## Stored records
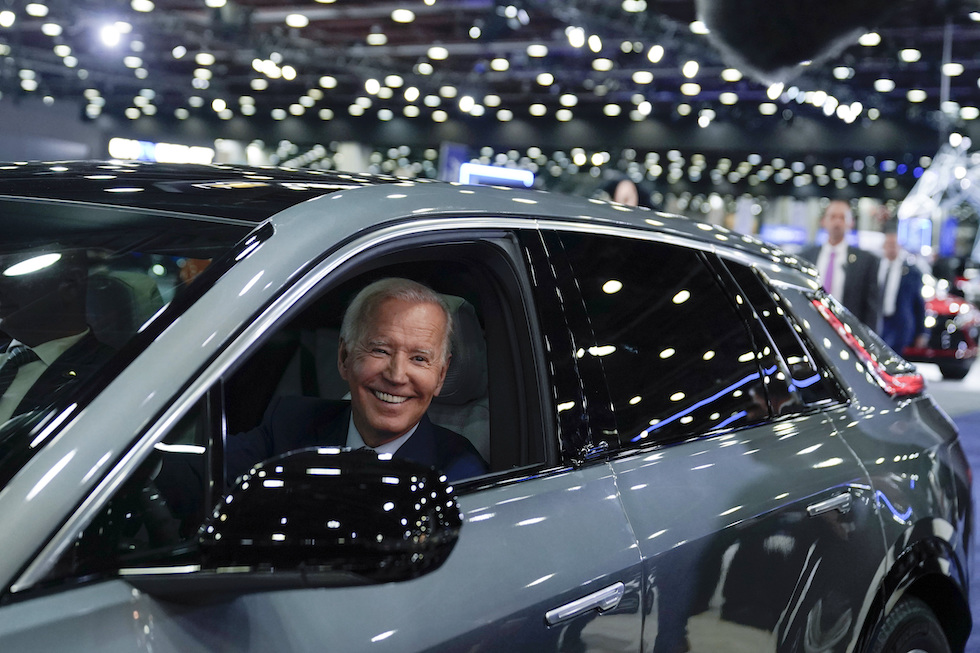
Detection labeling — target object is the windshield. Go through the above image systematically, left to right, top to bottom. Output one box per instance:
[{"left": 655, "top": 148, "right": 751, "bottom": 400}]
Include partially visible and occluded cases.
[{"left": 0, "top": 198, "right": 255, "bottom": 487}]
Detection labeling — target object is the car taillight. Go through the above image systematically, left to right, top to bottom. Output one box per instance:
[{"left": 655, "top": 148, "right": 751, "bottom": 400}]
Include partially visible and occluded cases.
[{"left": 811, "top": 299, "right": 926, "bottom": 397}]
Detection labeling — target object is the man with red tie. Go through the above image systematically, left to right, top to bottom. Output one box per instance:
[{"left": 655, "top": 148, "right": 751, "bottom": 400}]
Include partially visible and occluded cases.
[{"left": 800, "top": 200, "right": 881, "bottom": 331}]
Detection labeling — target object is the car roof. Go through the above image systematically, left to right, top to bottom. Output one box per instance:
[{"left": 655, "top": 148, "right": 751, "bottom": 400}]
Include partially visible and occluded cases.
[{"left": 0, "top": 161, "right": 812, "bottom": 272}]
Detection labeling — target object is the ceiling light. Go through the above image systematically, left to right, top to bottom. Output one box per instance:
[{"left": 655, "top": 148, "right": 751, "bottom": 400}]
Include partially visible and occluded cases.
[
  {"left": 391, "top": 9, "right": 415, "bottom": 23},
  {"left": 858, "top": 32, "right": 881, "bottom": 48},
  {"left": 898, "top": 48, "right": 922, "bottom": 63},
  {"left": 943, "top": 61, "right": 965, "bottom": 77},
  {"left": 633, "top": 70, "right": 653, "bottom": 84},
  {"left": 875, "top": 78, "right": 895, "bottom": 93}
]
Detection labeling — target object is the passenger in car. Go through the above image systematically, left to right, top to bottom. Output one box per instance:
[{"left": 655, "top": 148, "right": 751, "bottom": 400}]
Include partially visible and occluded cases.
[
  {"left": 0, "top": 250, "right": 115, "bottom": 423},
  {"left": 225, "top": 278, "right": 488, "bottom": 482}
]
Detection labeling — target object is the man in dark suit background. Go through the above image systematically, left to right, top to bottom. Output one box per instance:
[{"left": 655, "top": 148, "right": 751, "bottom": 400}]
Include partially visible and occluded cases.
[
  {"left": 800, "top": 200, "right": 881, "bottom": 331},
  {"left": 878, "top": 228, "right": 929, "bottom": 354},
  {"left": 0, "top": 250, "right": 114, "bottom": 423},
  {"left": 225, "top": 278, "right": 487, "bottom": 482}
]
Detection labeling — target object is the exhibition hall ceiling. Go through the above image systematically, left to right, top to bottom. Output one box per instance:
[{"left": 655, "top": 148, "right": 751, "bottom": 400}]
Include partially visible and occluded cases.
[{"left": 0, "top": 0, "right": 980, "bottom": 157}]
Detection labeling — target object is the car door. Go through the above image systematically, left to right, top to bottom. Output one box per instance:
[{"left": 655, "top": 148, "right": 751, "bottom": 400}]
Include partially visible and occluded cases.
[
  {"left": 0, "top": 216, "right": 642, "bottom": 653},
  {"left": 546, "top": 224, "right": 883, "bottom": 651}
]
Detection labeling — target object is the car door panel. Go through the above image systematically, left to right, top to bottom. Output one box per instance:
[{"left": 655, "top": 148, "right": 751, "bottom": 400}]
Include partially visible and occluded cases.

## Stated problem
Pull from the listing above each line that contains the string "door". Match case exactly.

## Final answer
Detection labeling — target object is the car door. Go through the above image systematically, left to right, top to bottom. Output one box per instance:
Detection labeling — target object is the car door panel. Go through the above image systematically, left to right, top to bottom. Output one box per instance:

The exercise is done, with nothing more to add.